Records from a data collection
#####

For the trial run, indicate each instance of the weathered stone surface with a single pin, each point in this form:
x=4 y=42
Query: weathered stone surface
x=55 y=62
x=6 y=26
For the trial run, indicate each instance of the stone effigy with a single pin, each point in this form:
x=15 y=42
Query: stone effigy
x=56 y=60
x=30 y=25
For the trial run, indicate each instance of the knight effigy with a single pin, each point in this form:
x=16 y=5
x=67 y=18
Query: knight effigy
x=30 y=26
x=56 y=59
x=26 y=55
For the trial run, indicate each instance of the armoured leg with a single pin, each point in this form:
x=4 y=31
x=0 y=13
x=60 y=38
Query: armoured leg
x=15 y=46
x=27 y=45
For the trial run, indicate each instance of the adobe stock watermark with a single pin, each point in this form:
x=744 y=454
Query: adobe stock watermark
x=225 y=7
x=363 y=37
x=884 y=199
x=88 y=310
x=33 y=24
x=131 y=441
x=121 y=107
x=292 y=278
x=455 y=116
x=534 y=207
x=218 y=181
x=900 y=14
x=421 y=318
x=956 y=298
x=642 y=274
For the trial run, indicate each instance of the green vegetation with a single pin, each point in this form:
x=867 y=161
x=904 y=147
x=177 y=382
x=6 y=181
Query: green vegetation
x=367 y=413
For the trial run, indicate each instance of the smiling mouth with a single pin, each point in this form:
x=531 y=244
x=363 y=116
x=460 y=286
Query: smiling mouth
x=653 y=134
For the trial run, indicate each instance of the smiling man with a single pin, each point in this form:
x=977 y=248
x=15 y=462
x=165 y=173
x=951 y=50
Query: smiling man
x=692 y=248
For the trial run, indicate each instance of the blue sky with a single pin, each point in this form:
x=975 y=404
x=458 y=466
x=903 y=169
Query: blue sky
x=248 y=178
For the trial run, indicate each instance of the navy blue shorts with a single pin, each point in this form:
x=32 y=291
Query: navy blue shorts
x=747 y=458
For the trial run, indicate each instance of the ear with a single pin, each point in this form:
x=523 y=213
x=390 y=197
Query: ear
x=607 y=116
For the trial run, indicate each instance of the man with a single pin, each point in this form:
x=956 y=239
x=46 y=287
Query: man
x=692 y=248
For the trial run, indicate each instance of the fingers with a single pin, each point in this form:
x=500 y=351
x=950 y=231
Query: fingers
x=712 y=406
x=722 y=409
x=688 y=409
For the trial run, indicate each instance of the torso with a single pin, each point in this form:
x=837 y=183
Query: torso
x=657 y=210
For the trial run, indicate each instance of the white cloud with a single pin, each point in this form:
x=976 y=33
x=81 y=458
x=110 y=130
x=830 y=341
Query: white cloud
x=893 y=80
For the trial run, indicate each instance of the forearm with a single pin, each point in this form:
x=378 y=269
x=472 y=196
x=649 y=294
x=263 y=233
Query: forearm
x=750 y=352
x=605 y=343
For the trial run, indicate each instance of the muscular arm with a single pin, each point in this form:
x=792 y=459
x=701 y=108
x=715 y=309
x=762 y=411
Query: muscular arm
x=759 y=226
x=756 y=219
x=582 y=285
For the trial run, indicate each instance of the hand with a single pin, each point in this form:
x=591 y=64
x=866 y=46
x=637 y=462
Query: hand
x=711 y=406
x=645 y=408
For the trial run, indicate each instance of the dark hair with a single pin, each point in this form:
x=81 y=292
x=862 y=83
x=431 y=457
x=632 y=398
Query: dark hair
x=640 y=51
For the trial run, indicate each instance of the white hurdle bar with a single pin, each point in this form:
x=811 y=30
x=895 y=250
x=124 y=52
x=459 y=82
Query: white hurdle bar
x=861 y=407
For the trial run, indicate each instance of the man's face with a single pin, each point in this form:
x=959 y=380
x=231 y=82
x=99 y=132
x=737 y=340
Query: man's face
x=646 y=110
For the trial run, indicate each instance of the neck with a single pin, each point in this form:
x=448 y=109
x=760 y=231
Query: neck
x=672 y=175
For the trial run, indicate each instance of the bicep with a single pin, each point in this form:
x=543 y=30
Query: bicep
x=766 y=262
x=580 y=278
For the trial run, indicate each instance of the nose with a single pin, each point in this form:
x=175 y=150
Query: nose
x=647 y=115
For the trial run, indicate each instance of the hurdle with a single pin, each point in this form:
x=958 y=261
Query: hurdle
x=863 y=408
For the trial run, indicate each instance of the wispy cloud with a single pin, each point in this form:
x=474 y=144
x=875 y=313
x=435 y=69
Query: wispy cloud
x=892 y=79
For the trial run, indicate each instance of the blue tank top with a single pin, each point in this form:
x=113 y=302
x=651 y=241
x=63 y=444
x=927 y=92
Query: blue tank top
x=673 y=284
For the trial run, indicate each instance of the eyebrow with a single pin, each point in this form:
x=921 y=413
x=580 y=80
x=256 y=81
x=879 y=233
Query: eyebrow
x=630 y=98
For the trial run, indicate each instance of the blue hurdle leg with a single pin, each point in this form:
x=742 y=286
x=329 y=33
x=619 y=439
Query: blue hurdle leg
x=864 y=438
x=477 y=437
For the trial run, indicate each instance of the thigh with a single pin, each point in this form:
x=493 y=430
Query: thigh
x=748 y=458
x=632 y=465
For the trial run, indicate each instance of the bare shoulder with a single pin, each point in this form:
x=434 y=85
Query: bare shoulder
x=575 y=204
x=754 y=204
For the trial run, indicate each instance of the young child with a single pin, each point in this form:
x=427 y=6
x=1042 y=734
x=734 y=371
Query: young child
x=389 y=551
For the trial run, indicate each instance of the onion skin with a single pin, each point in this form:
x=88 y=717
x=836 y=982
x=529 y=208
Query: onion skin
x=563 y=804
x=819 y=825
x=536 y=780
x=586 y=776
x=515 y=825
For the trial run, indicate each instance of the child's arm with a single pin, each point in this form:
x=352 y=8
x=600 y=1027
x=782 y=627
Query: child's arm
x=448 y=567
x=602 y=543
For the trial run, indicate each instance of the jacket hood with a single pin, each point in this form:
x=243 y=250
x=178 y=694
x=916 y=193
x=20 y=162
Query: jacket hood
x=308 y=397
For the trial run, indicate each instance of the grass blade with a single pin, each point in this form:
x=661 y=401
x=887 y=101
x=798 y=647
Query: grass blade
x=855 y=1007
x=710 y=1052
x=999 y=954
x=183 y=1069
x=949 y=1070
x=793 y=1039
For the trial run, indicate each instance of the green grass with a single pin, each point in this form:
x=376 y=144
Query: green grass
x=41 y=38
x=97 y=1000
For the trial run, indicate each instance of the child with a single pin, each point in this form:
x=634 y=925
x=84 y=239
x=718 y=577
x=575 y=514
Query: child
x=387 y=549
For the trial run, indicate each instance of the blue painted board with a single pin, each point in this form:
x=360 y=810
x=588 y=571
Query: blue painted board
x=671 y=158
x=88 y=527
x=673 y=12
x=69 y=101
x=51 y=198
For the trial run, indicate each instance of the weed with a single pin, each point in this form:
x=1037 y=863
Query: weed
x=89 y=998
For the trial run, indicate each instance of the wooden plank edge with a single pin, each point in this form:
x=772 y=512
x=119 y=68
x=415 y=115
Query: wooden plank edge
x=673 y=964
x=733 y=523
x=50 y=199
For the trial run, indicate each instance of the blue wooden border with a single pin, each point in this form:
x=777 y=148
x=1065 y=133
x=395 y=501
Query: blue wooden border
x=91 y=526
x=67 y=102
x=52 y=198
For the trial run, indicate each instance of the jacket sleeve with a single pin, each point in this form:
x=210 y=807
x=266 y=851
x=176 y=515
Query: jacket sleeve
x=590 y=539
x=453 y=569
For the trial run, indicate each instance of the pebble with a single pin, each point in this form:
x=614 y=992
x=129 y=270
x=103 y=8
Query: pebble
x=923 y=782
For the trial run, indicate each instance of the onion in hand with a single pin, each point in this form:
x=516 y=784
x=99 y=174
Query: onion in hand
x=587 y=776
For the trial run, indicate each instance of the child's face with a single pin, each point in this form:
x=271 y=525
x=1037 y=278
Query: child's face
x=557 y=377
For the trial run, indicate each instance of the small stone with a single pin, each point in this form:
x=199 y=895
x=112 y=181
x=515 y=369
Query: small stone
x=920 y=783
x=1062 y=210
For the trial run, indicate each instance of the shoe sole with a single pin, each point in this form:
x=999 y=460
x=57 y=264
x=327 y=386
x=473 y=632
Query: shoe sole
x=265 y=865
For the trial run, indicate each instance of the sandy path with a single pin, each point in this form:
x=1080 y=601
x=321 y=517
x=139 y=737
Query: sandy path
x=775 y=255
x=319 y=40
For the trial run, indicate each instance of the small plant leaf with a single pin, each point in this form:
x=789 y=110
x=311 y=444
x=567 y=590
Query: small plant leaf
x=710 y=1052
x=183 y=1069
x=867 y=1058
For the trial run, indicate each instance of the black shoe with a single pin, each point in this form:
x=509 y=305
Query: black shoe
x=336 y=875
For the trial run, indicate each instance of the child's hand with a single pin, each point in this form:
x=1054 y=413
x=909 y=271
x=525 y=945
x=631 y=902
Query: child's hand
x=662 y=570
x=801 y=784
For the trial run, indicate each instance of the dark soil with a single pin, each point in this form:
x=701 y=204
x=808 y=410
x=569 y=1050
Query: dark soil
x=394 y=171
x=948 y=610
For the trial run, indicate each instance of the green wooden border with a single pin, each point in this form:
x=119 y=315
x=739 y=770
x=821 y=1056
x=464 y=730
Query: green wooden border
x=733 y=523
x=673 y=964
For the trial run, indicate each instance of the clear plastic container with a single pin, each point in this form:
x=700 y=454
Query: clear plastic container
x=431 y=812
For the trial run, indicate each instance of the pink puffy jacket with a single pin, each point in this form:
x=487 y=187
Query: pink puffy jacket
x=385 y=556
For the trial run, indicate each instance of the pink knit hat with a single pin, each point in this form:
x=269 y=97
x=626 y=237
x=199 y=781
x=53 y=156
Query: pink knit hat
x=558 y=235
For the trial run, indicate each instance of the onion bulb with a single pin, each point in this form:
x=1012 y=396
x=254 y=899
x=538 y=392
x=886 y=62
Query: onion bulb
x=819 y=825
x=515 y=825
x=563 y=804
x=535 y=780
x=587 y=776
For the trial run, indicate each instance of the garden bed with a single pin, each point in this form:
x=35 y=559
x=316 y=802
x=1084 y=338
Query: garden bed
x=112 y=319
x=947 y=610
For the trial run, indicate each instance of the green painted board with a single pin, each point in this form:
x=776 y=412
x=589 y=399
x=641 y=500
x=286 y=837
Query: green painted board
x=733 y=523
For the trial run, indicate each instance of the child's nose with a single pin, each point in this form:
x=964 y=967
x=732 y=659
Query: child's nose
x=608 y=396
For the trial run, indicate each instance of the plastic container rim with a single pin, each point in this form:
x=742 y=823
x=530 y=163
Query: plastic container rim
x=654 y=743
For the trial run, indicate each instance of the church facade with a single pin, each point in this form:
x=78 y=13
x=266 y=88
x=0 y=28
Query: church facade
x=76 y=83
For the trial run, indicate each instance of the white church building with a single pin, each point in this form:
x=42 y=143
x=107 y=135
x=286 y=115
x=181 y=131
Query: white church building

#####

» **Stated problem**:
Rewrite the entries from the line containing "For the trial run, indicate each instance of the green painted" down to the line containing "x=608 y=396", requests included, and increase every x and y coordinate in the answers by 7. Leave the requests and their sample points unchanged.

» **Task answer**:
For the trial run, indicate each instance of the green painted board with a single pin, each point in this form:
x=776 y=412
x=589 y=399
x=641 y=500
x=286 y=837
Query: green painted board
x=740 y=530
For the trial run, indicate each instance of the child's nose with a single pin, each point in this form:
x=964 y=967
x=732 y=659
Query: child's nose
x=615 y=403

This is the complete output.